Stored items
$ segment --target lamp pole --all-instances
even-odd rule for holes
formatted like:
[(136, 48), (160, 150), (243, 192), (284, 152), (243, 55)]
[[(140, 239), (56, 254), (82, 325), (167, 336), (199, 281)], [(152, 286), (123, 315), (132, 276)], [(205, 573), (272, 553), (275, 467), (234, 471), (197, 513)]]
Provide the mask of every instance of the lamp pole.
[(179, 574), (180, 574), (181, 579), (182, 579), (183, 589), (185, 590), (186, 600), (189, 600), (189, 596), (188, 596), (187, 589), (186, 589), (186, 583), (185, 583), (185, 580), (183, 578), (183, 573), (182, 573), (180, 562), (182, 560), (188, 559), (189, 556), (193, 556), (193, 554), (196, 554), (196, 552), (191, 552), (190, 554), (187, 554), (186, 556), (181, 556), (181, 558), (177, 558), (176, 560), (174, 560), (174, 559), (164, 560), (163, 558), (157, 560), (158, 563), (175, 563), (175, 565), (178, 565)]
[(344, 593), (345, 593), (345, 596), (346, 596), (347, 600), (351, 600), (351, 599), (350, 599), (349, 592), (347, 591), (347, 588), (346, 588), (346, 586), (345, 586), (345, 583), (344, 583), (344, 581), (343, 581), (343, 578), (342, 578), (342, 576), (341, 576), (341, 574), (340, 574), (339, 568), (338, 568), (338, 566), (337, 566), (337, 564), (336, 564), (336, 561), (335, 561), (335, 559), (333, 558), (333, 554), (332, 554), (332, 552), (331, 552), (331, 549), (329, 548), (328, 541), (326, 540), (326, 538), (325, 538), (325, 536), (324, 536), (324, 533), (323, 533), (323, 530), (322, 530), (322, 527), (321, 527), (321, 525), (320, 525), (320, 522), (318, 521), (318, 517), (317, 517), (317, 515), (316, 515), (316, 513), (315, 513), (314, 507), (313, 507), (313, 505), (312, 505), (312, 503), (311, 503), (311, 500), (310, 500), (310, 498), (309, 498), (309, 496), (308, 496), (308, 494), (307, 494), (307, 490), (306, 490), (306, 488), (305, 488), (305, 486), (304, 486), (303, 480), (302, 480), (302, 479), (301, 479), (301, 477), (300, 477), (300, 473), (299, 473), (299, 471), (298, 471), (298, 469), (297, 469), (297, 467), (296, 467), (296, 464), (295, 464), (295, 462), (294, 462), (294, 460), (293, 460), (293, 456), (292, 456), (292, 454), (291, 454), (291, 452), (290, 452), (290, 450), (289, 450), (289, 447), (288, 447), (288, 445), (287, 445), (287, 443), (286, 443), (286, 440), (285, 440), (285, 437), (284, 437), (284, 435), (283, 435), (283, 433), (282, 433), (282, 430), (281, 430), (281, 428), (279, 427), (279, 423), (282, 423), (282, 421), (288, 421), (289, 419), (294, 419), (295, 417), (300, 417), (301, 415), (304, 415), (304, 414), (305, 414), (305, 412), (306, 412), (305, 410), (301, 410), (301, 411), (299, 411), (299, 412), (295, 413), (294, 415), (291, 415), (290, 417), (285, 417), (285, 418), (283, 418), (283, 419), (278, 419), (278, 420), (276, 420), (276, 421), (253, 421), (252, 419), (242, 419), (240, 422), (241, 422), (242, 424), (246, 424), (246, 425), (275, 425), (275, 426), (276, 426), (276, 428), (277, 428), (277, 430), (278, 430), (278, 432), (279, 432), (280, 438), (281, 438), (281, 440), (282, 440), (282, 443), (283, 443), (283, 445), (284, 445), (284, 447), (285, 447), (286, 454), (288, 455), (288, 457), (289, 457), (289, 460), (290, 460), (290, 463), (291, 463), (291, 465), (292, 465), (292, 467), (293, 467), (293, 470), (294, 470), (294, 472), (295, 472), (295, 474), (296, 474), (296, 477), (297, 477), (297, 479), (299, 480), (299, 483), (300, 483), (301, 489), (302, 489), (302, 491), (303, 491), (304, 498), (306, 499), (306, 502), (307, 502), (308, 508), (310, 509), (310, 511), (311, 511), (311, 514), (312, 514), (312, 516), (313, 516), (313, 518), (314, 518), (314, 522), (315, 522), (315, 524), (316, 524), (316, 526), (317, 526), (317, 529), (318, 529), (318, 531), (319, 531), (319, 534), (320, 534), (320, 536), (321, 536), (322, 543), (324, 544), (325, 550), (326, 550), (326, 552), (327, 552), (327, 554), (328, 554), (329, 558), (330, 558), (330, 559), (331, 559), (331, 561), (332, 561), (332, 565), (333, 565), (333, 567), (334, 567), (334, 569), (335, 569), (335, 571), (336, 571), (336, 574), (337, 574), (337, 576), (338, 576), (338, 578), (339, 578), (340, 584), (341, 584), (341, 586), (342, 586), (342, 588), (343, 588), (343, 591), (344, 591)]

**What to work on**:
Return exactly, and only, the lines above starting at the line that contains "[(136, 48), (160, 150), (243, 192), (284, 152), (243, 55)]" and ending at the line that contains "471), (197, 513)]]".

**Task solution**:
[(136, 48), (160, 150), (243, 192), (284, 152), (243, 55)]
[[(140, 239), (56, 254), (82, 325), (167, 336), (199, 281)], [(152, 286), (123, 315), (132, 276)], [(205, 573), (272, 553), (275, 467), (234, 471), (197, 513)]]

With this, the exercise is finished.